Aim of the task -
Can you rewrite the paragraph beginning "Another approach is to invoke" in the Venus terraforming notes below as a brief list of its main facts?

Provided passage -
Attempt to recall and update an adolescent premise for a terraformed Venus scenario circa 1990:
The basic cliché of using comets to introduce water vapor and algae to convert the atmosphere would remain the same, as would the initial process of using microbes and simple plants to seed a rudimentary biosphere. The point of divergence would be in the use of something like GMO organisms employing a delayed, "time bomb"-style self-activating gene library or a recombinant virus (or successive waves/generations of viruses) of the type I posit for my panspermic worlds, resulting in automatic, regularly scheduled "evolutionary upgrades" to build on the established ecological scaffolding of the initial terraforming. But then, of course, something goes wrong: the virus(es) (or the organisms themselves) begin(s) to mutate and don’t function the way they’re supposed to; the evolutionary upgrades become combined and conflated, or the lateral gene-transmission agents start transposing genes between organisms in an uncontrolled fashion ("natural" evolution, or sabotage…?). Hilarity ensues.
Another approach is to invoke some sort of gene-editing nanotech that acts as a kind of "smart virus" upgrading or mutating organisms via selection algorithms in response to changing environmental and ecological conditions (as the terraforming and biosphere seeding continues), working from an initial "starter pack" gene library of terrestrial seed organisms (generic gymnosperms, arthropods, tetrapods, etc.) and resulting in a vastly accelerated "guided evolutionary" process mimicking the Paleozoic colonization and diversification of land flora and fauna. And then, again, you have the heat, humidity, lower gravity and higher oxygen levels pumping up the life forms to an unsettling scale (giant snakes, dragonflies, and land crabs, for i.e.).

Dataset records -
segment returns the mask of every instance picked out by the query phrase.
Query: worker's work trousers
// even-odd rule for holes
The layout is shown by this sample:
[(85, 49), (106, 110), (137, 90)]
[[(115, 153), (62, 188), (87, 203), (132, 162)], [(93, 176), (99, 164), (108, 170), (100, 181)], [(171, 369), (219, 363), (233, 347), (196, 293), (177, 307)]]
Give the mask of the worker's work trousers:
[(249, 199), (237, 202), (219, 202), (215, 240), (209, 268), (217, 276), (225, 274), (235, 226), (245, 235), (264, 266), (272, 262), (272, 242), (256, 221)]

Answer to the problem -
- Gene-editing nanotech acts as a kind of "smart virus."
- It upgrades or mutates organisms through selection algorithms as environmental and ecological conditions change during terraforming and biosphere seeding.
- It starts from a "starter pack" gene library of terrestrial seed organisms (generic gymnosperms, arthropods, tetrapods, etc.).
- The result is a vastly accelerated "guided evolutionary" process that mimics the Paleozoic colonization and diversification of land flora and fauna.
- Heat, humidity, lower gravity and higher oxygen levels push life forms to an unsettling scale, such as giant snakes, dragonflies and land crabs.